▶ **What to work on**
Return every item below unchanged, reproducing each of its lines character for character.

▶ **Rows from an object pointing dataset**
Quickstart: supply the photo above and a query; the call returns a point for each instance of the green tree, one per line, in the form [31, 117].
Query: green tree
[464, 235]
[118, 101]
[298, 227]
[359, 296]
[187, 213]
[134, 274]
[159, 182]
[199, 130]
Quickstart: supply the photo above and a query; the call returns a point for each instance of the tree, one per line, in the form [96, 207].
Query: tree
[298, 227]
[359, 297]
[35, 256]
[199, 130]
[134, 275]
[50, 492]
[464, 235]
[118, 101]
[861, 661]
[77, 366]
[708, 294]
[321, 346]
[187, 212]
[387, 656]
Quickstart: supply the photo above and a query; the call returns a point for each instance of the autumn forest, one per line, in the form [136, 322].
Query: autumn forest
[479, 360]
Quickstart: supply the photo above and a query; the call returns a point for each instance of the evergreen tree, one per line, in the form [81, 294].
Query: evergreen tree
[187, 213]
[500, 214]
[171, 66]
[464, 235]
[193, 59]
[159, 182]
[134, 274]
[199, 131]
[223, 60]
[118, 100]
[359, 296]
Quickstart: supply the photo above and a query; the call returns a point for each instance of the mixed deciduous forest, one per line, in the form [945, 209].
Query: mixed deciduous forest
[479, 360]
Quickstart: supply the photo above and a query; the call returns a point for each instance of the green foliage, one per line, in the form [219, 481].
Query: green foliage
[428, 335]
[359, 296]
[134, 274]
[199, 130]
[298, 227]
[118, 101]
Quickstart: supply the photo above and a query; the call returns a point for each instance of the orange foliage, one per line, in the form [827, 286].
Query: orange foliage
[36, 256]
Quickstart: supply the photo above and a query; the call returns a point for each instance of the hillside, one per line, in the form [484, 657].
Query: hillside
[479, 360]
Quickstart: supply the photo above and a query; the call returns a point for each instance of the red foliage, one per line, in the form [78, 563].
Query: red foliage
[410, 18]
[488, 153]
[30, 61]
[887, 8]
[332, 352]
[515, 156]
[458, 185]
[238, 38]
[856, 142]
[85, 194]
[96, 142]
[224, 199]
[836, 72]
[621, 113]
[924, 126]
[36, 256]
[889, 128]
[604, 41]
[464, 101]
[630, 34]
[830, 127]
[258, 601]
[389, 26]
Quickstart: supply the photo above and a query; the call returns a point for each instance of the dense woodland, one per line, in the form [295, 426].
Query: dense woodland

▶ **Reply**
Quickstart: supply the photo above and a query; the call returns a point for each instance of the green tree, one per line, in the form [31, 117].
Query: green tree
[464, 235]
[118, 101]
[298, 227]
[359, 296]
[187, 213]
[134, 274]
[159, 182]
[199, 130]
Quickstart: supply the photo above and a query; the call returns a point for each instance of the tree, one per line, in the form [96, 207].
Query: tree
[298, 227]
[359, 297]
[35, 256]
[199, 130]
[134, 275]
[50, 492]
[464, 235]
[118, 101]
[861, 661]
[77, 366]
[708, 294]
[321, 346]
[187, 212]
[387, 656]
Quickstart: supply the photo above and a query; the call returns a point for each instance of the autumn forest, one per line, in the form [136, 322].
Query: autumn forest
[479, 360]
Quickstart: supply the photo above and a query; the call returns a point for each instance of the evergreen tree, one per line, in the form [81, 294].
Query: evergreen tree
[187, 213]
[500, 214]
[171, 66]
[464, 235]
[193, 59]
[159, 182]
[134, 274]
[199, 131]
[223, 60]
[118, 100]
[359, 296]
Quickstart: supply the photo above and a query; the call returns a point for each instance of the mixed deciduous forest, one per line, in the form [945, 209].
Query: mixed deciduous forest
[479, 360]
Quickstart: supply the photo above and a query; the call returns a point for each instance of the green foliage, one per line, in the form [219, 481].
Query: green foliage
[428, 335]
[359, 296]
[134, 274]
[199, 130]
[298, 227]
[118, 101]
Quickstart: supply the photo above and a query; the call returns a point for each instance of the orange foliage, one per line, in the form [827, 286].
Query: orange foliage
[36, 256]
Quickstart: supply the photo above and a query; the call returns a point for each instance of the hillside, one per line, in the form [484, 657].
Query: hillside
[479, 360]
Quickstart: supply the photo above and a query; the call returns a point for each instance of the red foliage, one per line, in the form [78, 563].
Query: red foliage
[410, 18]
[488, 153]
[30, 61]
[887, 8]
[332, 352]
[515, 156]
[458, 185]
[238, 38]
[856, 142]
[85, 194]
[96, 142]
[224, 199]
[836, 72]
[621, 113]
[924, 126]
[36, 256]
[889, 128]
[604, 41]
[464, 101]
[630, 34]
[830, 127]
[258, 601]
[389, 26]
Quickstart: supply the photo above and a query; the call returns a point for each instance of the dense woodland, one per line, in the form [295, 426].
Query: dense woodland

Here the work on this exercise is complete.